Document text

== Segment start ==

What Life?: Losing My Religion... Again.

What Life?

- Shoving life's stupidities down my throat and trying to love it - and then some -

Wednesday, June 30, 2004

Losing My Religion... Again.

If you can’t run and you can’t hide and you've got nothing to fight it with, just sit there and stare at it.

I was born a Catholic. Yes a righteous, shut-your-mouth, Catholic. The whole family is. You don’t expect my parents to reject the tradition do you?

Growing up I was thought it was for the best, there was nothing more. How long do you suppose that would last? Adventure and excitement was in my blood. Not to mention the mass of reading material we have in our house.

Most Catholics know, and less of them would affirm the truth... were boring. Most religions, especially the new age ones, are far more interesting. Take paganism for example, it's exotic; it has the words blood and sacrifice chiseled into its very existences. Wildness infused to its soul. Now how could you just beat that?

A friend said it would be better if we just didn’t have religion. I told him it's like not having laws or government. Everyone would be raving lunatics eating their own young.

Religion is just one of those factors in life that serves to complicate matters instead of simplifying them. It’s just a confusing slur, one great big slushie of thoughts and old philosophies that make you want to hurl, one that you can’t live without unfortunately. Everyone got to believe in something, even if that something walks on two legs or floats around.

It’s all confusing really. I don’t do well when I’m confused. I usually go around drinking till my liver bursts or some blinding light shines on my face bringing messages from God... or maybe it's just a truck hurtling towards me.

I would much rather be agnostic really. Unfortunately I can’t do that while my parents are around. I'd never hear the end of it, or it'll probably be the end of me. Events may happen, possibly in that order. I’ll just probably wait this battle out plus my brain is starting to hurt. Jenny, walk me to the medicine cabinet, quickly.

== Segment end ==

Image-based grounding data
== Segment start ==

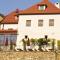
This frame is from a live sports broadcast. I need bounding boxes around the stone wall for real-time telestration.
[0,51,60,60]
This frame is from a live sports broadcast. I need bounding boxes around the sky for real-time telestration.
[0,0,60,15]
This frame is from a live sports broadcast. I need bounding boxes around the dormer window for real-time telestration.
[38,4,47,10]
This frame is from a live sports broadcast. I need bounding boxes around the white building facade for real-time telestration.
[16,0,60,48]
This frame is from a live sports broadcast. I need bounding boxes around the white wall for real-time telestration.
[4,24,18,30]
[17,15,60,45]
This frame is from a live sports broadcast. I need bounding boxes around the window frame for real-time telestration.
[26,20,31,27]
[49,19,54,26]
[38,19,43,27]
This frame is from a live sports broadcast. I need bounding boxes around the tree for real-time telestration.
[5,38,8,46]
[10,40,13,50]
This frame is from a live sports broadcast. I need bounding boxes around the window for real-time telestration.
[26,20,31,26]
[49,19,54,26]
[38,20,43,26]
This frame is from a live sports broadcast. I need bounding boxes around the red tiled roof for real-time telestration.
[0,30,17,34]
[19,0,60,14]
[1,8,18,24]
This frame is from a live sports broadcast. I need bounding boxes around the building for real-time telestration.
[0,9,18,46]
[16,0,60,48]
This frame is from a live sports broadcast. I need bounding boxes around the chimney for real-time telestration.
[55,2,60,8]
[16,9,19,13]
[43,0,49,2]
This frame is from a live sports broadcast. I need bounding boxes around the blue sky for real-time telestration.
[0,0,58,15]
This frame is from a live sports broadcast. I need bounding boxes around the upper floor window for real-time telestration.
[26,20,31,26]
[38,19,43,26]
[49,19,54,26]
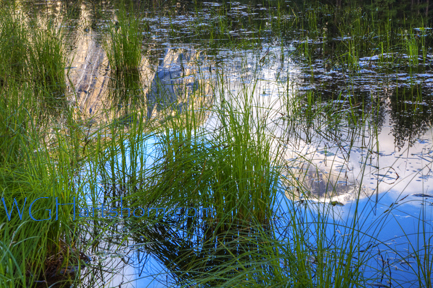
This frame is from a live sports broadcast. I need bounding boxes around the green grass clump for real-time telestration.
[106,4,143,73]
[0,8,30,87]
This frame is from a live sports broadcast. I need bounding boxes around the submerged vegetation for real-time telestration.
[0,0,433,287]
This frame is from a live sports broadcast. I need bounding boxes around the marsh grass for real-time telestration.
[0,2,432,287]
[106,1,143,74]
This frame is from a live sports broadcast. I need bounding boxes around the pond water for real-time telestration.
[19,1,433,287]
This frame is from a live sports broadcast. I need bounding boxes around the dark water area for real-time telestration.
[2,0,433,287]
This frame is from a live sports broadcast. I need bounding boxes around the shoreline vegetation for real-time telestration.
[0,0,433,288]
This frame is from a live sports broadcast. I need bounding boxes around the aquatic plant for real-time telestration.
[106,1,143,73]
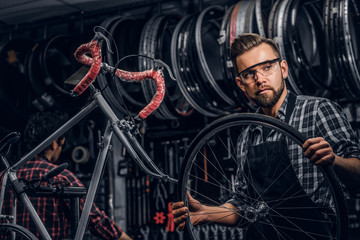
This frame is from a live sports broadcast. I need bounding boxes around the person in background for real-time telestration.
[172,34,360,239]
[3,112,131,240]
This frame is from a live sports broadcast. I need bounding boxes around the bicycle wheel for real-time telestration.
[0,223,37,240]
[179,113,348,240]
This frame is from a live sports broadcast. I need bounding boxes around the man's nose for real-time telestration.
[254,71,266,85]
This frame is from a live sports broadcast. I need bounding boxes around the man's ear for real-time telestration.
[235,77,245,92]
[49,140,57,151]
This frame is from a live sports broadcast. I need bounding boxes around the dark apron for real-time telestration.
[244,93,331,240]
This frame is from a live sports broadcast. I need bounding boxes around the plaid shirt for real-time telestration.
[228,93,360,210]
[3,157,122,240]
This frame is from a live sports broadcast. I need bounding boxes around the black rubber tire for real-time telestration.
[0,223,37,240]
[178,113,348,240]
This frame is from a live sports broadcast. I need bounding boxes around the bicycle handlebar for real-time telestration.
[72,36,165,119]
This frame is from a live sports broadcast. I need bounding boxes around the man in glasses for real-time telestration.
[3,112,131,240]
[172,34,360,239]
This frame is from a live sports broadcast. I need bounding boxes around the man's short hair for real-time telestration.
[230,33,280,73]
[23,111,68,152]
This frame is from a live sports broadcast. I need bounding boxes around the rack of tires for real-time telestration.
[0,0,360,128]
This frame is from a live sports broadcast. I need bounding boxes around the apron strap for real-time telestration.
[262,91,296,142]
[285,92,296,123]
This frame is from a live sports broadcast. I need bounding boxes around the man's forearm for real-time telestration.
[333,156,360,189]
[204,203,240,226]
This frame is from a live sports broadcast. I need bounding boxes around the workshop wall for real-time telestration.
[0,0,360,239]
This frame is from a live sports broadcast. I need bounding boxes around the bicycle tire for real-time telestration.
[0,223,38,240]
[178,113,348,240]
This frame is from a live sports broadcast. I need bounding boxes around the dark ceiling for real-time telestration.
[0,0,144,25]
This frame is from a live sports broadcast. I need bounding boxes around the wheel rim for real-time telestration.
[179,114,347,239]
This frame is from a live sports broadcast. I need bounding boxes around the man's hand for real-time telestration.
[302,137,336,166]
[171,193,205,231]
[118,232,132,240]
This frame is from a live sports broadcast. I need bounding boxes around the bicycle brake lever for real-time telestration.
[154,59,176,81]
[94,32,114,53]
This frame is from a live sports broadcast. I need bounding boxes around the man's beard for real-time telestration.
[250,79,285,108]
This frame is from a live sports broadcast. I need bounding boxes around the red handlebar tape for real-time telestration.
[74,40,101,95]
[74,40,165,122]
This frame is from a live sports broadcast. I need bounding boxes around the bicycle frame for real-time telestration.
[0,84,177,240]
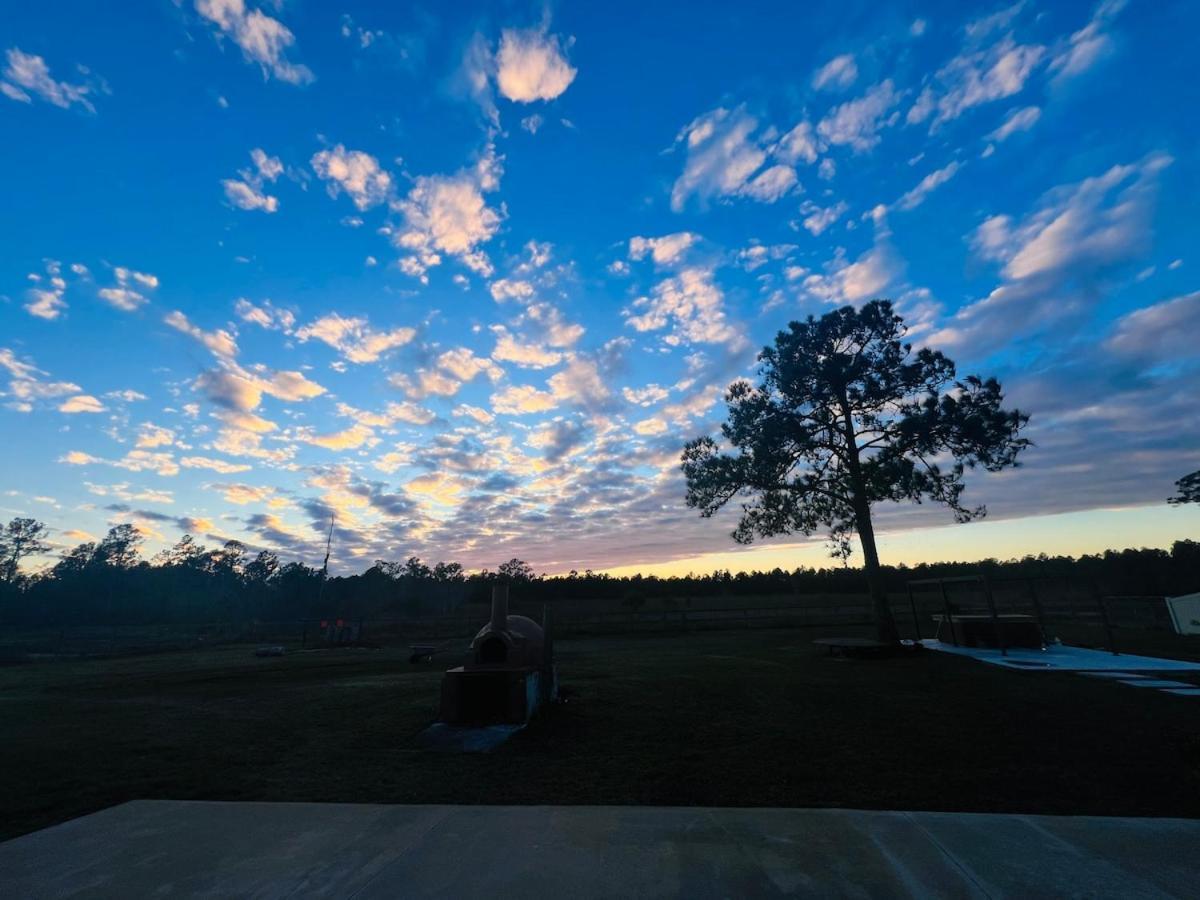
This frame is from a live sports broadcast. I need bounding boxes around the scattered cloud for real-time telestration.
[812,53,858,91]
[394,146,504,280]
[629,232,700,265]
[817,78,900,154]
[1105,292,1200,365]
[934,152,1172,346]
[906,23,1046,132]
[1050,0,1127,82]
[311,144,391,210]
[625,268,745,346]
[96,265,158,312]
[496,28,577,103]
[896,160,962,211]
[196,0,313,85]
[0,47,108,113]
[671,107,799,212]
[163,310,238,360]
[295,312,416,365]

== Segment end ==

Task to carry out
Transcribe the blog post about losing religion, starting with "Wednesday, June 30, 2004" and going on through "just beat that?".

Result below
Wednesday, June 30, 2004

Losing My Religion... Again.

If you can’t run and you can’t hide and you've got nothing to fight it with, just sit there and stare at it.

I was born a Catholic. Yes a righteous, shut-your-mouth, Catholic. The whole family is. You don’t expect my parents to reject the tradition do you?

Growing up I was thought it was for the best, there was nothing more. How long do you suppose that would last? Adventure and excitement was in my blood. Not to mention the mass of reading material we have in our house.

Most Catholics know, and less of them would affirm the truth... were boring. Most religions, especially the new age ones, are far more interesting. Take paganism for example, it's exotic; it has the words blood and sacrifice chiseled into its very existences. Wildness infused to its soul. Now how could you just beat that?